■ Assignment
For each entry below, copy the text exactly and leave out any picture.

■ Stored data
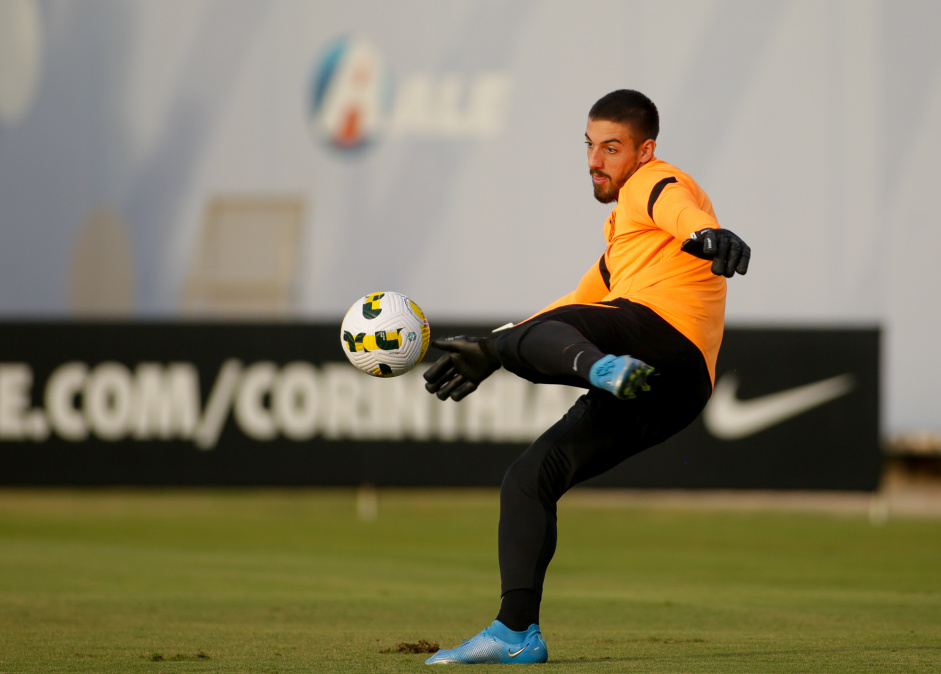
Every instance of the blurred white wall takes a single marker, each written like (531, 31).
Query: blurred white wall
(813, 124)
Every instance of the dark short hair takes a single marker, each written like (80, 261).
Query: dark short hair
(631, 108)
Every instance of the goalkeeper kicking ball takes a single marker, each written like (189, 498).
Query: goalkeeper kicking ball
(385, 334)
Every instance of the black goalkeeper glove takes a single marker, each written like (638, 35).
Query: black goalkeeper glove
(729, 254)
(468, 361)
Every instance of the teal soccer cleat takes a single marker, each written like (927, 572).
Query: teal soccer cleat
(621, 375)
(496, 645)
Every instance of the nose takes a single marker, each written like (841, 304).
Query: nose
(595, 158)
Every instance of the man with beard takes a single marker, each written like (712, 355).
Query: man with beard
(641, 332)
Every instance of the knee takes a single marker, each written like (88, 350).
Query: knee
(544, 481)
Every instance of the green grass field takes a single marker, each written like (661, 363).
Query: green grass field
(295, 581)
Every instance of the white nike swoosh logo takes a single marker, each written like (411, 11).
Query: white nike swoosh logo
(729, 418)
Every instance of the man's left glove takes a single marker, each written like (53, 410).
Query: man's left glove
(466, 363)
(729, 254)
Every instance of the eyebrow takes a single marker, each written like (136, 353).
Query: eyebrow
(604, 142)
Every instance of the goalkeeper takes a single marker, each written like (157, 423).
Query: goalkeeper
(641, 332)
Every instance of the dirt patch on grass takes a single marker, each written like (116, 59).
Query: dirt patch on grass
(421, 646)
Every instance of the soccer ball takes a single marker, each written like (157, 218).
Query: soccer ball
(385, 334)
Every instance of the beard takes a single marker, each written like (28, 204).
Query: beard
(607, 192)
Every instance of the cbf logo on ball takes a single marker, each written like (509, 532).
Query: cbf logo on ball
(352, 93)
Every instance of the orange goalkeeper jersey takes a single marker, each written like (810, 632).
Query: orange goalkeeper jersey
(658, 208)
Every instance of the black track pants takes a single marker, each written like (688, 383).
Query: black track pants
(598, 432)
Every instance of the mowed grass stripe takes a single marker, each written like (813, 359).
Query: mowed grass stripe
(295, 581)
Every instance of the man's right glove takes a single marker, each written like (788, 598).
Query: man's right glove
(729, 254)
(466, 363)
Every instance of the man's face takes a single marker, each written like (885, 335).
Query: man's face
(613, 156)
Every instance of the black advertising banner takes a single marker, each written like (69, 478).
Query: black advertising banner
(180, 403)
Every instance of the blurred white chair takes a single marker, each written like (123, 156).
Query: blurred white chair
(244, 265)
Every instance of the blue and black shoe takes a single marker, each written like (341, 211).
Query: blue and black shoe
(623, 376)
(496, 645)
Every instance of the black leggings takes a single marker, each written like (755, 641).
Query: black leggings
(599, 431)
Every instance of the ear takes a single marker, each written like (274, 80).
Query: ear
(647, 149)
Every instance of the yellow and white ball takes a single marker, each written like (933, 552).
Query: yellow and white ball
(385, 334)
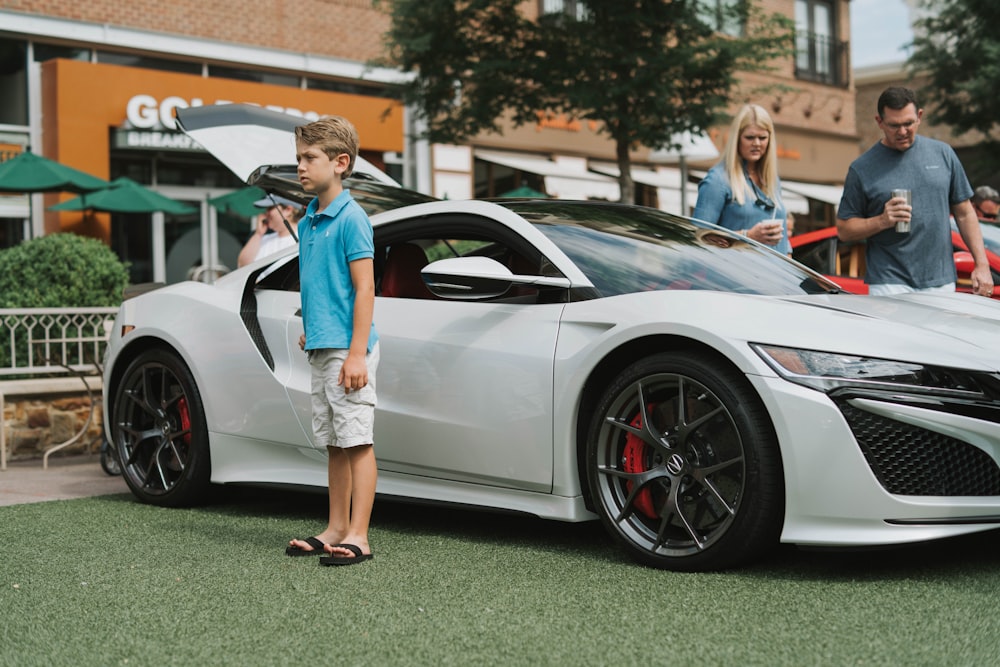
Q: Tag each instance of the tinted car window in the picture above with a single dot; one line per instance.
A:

■ Answer to this problem
Every instance of the blurred white wall takes a single marker, each written like (531, 31).
Query: blurred white wall
(813, 124)
Every instance of the dark short hair takes a single marker, each written like (80, 261).
Query: dark short hair
(631, 108)
Every instance of the goalkeeper kicking ball takes a single marker, each written like (189, 498).
Query: goalkeeper kicking ball
(385, 334)
Every instance of the black goalkeeper glove takes a single marker, each written like (638, 35).
Query: black goalkeeper glove
(729, 254)
(468, 361)
Every instance of the teal soccer cleat takes a single marker, each written like (927, 572).
Query: teal soccer cleat
(621, 375)
(496, 645)
Every instance of the nose takes a single marker, each written like (841, 304).
Query: nose
(595, 158)
Every instance of the man with beard takes a single marker, each written like (712, 355).
Query: man with beard
(641, 332)
Every instance of the knee takes a single marker, each written like (88, 350).
Query: knee
(544, 481)
Every instance of the green grass field takes a single marker, each written like (661, 363).
Query: green grass field
(295, 581)
Every instance of the white nike swoosh logo takes a single marker, each written like (411, 11).
Query: white nike swoosh logo
(729, 418)
Every instance of the man's left glove takes a single marker, each written like (53, 410).
Query: man's left glove
(466, 363)
(729, 254)
Every instance of the eyebrow takes a single marker, each written like (136, 353).
Query: eyebrow
(604, 142)
Every instance of the goalkeeper takes a single marker, each written like (157, 423).
Query: goalkeeper
(641, 332)
Every instance of the dirt patch on grass takes a single marker, each written like (116, 59).
Query: dirt patch on grass
(421, 646)
Every instance of the soccer ball takes a single marker, each written like (157, 218).
Query: soccer ball
(385, 334)
Every instance of the beard takes a single marker, each written like (28, 204).
Query: beard
(607, 192)
Every instance of the cbf logo on ball takes a single marker, each written like (509, 532).
Query: cbf logo on ball
(352, 93)
Every instance of the orange goalkeeper jersey takes a single marker, each written like (810, 632).
Query: orange goalkeeper jersey
(658, 208)
Every instance of the black track pants takes a single marker, each written like (688, 383).
Query: black track pants
(598, 432)
Every instance of the mowed grass stripe takes a single marker, each written like (813, 359).
Query: mowed grass stripe
(295, 581)
Every instance of the man's right glove takes a single marker, each written like (788, 598).
Query: man's right glove
(729, 254)
(466, 363)
Every instance of the man's face takes a single marker, each written like (885, 335).
Query: man's face
(613, 156)
Every instance of the black advertising banner takes a single marker, each written like (69, 478).
Query: black advertising banner
(180, 403)
Every instance of the blurred white chair takes a single marker, each written like (123, 156).
Query: blurred white chair
(244, 265)
Every instance of the blue and black shoe takes a single marker, each written like (341, 211).
Query: blue and black shoe
(623, 376)
(496, 645)
Every instance of the black leggings takes a single marker, each written like (755, 641).
Query: black leggings
(599, 431)
Every instance of the ear takes a single marker, each written like (274, 80).
Query: ear
(647, 149)
Every instance of the yellow and white ball takes a single marker, each written like (933, 552).
Query: yellow and white ball
(385, 334)
Q: Tag each instance of the tinted car window in the picture above with a single dot; one line per instance.
A:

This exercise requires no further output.